* **BRIEF**
Records appear below. Give all of them again, exactly.

* **SUPPLIED DATA**

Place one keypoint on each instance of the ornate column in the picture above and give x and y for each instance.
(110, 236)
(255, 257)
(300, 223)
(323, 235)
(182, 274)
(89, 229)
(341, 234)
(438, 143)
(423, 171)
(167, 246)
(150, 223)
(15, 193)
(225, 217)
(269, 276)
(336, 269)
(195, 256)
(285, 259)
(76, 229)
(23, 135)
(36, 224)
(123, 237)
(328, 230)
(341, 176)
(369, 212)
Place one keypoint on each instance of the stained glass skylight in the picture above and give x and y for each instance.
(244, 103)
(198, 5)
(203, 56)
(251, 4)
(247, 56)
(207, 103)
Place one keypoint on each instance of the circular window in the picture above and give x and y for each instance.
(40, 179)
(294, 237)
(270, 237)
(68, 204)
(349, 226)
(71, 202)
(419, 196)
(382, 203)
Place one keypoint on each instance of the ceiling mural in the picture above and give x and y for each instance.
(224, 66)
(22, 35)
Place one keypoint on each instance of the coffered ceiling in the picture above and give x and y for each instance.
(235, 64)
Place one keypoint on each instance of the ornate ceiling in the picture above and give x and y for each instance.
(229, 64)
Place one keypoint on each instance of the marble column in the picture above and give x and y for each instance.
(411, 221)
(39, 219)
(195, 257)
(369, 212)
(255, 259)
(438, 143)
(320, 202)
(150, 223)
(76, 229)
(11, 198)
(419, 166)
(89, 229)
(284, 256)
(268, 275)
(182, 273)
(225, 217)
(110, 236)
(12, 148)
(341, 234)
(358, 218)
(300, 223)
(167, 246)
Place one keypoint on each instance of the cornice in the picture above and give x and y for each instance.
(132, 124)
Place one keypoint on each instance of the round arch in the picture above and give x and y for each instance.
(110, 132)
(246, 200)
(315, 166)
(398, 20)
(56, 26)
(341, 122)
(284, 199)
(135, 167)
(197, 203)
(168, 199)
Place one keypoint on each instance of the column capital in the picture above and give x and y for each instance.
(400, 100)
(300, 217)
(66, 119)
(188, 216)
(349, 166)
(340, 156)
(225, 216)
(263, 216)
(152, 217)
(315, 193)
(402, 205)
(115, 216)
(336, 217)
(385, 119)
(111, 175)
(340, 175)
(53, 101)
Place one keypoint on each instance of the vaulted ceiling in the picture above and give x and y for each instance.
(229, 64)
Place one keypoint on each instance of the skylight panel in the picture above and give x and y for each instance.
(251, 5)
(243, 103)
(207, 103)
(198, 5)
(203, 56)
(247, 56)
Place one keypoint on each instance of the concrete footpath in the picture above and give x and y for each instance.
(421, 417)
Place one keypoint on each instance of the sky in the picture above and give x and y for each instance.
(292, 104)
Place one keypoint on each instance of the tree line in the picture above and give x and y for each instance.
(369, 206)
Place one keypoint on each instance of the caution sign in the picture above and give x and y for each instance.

* **TASK RESULT**
Place one keypoint on each instance of the ornate column in the picture above and give x and y for each instance.
(110, 236)
(255, 257)
(300, 223)
(323, 235)
(182, 274)
(89, 229)
(341, 234)
(438, 143)
(423, 171)
(167, 246)
(150, 223)
(15, 193)
(225, 217)
(269, 276)
(336, 269)
(195, 256)
(285, 259)
(76, 229)
(23, 135)
(36, 224)
(123, 237)
(328, 230)
(341, 176)
(369, 212)
Place one keypoint on each instance of the stained glass skylight in the picture above and give x and y for each instance.
(244, 103)
(198, 5)
(203, 56)
(251, 4)
(247, 56)
(207, 103)
Place one keypoint on each instance of the circular window in the picture above and give x and y for each instance.
(40, 179)
(294, 237)
(270, 237)
(68, 204)
(349, 226)
(71, 202)
(419, 196)
(382, 203)
Place one keypoint on each instance of the ceiling mural in the picture above and give x and y for each instance.
(224, 66)
(22, 35)
Place one keypoint on each instance of the coffered ceiling in the picture above and give x and y for each instance.
(235, 64)
Place one keypoint on each instance of the ornate ceiling in the picture above and give x and y for each instance.
(229, 64)
Place one keypoint on each instance of the marble column in the picture above and give x and y for each instance.
(411, 221)
(39, 219)
(195, 257)
(369, 212)
(255, 259)
(438, 143)
(320, 202)
(150, 223)
(76, 229)
(11, 198)
(419, 166)
(89, 229)
(284, 256)
(268, 275)
(182, 273)
(225, 217)
(110, 236)
(12, 148)
(341, 234)
(358, 218)
(300, 223)
(167, 246)
Place one keypoint on each instance of the cornice in the picture above and give x and y for each instance.
(132, 124)
Place one keypoint on each instance of the round arch in the picture above and give x and y for each instance.
(110, 132)
(246, 200)
(315, 166)
(398, 20)
(56, 26)
(341, 122)
(284, 199)
(135, 167)
(197, 203)
(168, 199)
Place one keypoint on each instance of the column capital in the picture above and give x and y for each instance.
(400, 100)
(300, 217)
(66, 119)
(188, 216)
(349, 166)
(340, 156)
(225, 216)
(263, 216)
(152, 217)
(315, 193)
(402, 205)
(115, 216)
(336, 217)
(385, 119)
(111, 175)
(340, 175)
(53, 101)
Place one keypoint on each instance of the vaulted ceiling in the picture above and give x and y for each instance.
(229, 64)
Place one keypoint on each instance of the skylight panel in the picture above and give x and y for each instance.
(251, 5)
(243, 103)
(207, 103)
(198, 5)
(203, 56)
(247, 56)
Place one keypoint on each instance of the concrete footpath in the picture above and give x and y for each instance.
(421, 417)
Place one keypoint on each instance of the sky in the picture above and give x and y for each instance.
(292, 104)
Place one keypoint on each instance of the tree line in the picture above and give x and y for each instance.
(369, 206)
Place one keypoint on each instance of the caution sign in the picture above and give x and y for each instance.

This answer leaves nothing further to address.